Exercise details: Tally the lines in the records below that contain the string "vanity", with case counting, and reply with the number alone.

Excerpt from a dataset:
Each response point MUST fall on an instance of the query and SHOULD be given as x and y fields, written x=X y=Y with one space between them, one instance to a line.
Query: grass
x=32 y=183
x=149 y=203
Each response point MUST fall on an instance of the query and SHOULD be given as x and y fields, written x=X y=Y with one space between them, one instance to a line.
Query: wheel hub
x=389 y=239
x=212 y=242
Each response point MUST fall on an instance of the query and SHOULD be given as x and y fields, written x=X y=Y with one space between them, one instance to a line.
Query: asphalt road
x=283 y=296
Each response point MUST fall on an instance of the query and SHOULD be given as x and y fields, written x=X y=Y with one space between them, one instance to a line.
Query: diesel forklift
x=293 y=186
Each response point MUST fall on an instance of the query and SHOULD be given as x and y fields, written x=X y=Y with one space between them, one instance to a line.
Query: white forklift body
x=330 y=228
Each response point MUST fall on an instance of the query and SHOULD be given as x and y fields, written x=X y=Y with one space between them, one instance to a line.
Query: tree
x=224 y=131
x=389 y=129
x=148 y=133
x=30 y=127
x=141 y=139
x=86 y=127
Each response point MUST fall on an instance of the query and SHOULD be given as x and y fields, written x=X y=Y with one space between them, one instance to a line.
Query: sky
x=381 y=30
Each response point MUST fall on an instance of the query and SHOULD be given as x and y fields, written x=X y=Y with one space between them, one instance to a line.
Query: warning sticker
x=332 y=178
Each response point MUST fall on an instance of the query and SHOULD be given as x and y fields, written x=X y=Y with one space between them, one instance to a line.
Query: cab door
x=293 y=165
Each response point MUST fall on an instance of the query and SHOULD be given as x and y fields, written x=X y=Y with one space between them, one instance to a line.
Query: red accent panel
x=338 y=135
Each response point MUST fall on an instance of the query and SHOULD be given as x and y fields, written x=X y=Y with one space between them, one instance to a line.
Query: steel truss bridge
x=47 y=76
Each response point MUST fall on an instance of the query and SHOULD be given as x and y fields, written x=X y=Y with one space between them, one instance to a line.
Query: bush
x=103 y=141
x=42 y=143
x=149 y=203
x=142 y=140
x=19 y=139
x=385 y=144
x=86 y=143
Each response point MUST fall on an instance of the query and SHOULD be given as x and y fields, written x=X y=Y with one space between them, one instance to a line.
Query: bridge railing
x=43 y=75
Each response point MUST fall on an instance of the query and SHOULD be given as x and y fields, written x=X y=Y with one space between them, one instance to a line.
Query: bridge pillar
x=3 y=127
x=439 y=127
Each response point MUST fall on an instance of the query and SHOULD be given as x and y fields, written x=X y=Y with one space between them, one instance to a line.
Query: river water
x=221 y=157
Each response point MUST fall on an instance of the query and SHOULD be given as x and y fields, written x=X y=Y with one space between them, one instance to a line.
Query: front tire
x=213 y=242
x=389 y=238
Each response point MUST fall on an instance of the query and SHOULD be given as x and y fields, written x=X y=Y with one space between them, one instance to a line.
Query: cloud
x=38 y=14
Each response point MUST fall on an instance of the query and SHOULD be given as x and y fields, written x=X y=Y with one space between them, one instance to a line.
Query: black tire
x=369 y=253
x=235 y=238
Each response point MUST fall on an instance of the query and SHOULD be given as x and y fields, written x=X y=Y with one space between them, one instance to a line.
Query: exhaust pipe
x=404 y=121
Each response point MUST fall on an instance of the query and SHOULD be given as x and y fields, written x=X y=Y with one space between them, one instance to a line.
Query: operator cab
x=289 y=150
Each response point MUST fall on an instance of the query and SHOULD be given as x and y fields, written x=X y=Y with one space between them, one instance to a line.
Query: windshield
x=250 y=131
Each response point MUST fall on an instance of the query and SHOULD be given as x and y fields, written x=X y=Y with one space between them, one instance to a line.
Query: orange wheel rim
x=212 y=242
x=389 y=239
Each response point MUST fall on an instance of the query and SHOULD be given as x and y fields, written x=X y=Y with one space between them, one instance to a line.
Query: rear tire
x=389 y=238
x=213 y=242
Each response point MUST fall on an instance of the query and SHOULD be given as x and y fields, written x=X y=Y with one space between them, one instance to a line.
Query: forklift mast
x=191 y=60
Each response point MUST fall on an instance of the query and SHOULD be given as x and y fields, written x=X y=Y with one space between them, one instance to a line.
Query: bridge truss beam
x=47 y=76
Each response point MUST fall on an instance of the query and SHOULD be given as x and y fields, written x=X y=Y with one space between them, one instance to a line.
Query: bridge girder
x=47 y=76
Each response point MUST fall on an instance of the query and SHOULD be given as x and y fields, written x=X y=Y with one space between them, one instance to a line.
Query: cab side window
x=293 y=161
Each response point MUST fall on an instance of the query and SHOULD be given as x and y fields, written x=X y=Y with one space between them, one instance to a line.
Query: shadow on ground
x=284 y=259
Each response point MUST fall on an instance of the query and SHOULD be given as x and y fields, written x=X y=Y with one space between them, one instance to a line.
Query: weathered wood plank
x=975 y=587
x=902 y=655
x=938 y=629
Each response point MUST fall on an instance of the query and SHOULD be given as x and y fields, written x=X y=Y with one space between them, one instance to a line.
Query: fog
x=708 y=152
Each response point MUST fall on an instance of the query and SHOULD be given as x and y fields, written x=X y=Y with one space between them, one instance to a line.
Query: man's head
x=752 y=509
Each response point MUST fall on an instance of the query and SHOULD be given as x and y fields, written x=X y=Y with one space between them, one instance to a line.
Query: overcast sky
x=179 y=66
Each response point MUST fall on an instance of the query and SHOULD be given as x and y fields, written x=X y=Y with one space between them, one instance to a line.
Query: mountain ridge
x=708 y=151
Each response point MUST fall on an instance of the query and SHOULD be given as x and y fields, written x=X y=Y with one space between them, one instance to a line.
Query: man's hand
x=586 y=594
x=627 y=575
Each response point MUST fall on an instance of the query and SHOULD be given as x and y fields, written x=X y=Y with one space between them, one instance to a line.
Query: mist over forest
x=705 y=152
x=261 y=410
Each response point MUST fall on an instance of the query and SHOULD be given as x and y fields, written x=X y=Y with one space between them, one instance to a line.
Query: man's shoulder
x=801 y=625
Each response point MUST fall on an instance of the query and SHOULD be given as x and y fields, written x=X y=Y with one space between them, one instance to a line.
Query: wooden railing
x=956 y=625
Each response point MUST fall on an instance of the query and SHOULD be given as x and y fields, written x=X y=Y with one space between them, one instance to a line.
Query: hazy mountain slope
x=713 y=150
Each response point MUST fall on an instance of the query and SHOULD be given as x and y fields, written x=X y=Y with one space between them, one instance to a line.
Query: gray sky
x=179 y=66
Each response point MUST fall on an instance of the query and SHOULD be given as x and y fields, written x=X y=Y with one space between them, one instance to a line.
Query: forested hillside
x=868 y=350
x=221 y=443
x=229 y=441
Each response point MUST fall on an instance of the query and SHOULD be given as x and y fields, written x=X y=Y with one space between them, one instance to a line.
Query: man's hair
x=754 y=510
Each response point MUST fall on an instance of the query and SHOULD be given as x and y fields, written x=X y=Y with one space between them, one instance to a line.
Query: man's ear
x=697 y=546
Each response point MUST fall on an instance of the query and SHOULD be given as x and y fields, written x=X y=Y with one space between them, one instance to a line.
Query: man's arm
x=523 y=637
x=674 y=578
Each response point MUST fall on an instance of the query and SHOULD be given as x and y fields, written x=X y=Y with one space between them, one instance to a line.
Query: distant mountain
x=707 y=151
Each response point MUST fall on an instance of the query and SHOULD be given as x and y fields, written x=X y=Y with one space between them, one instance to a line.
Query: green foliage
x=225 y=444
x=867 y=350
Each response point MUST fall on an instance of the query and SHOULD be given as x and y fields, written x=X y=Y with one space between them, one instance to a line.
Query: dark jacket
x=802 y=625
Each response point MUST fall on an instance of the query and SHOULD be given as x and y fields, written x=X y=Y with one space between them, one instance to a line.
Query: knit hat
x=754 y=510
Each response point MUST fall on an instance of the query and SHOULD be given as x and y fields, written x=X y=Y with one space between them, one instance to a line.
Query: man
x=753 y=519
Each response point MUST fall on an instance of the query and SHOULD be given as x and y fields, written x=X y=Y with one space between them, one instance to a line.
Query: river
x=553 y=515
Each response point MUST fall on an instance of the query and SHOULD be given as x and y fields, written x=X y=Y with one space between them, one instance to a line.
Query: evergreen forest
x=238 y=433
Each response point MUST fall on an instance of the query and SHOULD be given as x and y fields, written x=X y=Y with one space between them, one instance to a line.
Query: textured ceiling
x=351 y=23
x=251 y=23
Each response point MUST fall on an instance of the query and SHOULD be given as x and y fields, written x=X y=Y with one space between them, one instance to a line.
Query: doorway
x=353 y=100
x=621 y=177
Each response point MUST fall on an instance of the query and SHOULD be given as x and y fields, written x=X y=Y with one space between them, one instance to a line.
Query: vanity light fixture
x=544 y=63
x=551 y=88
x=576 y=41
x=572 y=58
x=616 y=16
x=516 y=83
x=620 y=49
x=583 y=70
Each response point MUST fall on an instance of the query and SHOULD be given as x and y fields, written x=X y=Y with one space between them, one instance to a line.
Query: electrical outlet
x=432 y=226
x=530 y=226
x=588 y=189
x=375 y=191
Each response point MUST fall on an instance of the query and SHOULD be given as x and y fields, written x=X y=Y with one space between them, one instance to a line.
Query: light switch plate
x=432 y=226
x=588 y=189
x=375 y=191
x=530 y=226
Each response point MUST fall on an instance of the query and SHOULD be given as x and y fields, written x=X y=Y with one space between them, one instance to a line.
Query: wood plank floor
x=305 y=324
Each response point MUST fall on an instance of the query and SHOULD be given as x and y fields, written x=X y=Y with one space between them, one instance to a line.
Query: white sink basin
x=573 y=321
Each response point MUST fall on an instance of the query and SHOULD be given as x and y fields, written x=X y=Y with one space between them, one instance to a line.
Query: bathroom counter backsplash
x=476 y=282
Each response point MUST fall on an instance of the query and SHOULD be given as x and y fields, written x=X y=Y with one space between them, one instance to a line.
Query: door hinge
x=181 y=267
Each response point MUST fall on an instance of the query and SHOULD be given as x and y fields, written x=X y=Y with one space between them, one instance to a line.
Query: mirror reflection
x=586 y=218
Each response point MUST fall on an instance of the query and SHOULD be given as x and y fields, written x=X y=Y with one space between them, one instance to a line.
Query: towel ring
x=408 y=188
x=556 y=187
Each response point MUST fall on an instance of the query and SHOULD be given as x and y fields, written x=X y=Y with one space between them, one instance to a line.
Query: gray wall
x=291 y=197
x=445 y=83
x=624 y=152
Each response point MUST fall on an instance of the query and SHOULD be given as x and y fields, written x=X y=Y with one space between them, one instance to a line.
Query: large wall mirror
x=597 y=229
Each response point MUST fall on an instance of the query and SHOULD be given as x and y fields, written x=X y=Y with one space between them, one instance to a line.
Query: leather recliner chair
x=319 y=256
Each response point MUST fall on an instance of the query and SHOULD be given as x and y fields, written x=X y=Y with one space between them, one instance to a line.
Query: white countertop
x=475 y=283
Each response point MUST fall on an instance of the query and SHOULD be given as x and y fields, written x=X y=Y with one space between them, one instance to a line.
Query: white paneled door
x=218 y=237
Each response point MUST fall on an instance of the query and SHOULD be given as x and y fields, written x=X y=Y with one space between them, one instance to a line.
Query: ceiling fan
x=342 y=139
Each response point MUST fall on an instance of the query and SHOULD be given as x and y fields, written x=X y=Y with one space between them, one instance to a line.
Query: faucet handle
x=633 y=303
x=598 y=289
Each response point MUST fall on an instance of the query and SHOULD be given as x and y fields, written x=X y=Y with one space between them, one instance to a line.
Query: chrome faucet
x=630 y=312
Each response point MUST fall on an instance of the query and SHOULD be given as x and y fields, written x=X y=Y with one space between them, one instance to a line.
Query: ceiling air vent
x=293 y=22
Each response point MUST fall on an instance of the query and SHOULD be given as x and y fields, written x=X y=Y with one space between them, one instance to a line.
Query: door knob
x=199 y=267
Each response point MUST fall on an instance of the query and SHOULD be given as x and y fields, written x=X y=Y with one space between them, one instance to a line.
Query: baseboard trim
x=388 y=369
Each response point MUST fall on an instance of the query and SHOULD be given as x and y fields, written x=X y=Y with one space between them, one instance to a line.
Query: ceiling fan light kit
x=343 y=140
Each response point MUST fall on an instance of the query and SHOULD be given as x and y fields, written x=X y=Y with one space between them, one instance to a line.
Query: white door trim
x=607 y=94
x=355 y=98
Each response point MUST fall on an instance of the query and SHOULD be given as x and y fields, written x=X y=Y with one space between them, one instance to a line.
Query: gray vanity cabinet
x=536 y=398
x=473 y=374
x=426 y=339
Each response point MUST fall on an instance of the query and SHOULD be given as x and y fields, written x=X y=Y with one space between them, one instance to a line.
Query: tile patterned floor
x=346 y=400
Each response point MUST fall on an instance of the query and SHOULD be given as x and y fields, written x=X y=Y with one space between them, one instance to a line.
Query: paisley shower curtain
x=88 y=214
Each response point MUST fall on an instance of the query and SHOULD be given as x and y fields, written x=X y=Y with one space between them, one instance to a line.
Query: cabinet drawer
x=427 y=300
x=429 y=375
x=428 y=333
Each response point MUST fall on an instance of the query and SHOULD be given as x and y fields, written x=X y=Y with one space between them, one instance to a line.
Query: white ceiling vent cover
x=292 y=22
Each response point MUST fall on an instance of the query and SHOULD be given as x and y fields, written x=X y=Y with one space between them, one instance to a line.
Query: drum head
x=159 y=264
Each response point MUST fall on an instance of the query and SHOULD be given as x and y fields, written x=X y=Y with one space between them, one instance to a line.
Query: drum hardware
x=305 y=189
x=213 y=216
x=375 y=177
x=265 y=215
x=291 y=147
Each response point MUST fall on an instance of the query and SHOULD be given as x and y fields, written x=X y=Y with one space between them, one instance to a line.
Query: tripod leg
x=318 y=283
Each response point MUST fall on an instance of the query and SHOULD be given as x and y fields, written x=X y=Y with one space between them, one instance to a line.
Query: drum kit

Response to this task: 2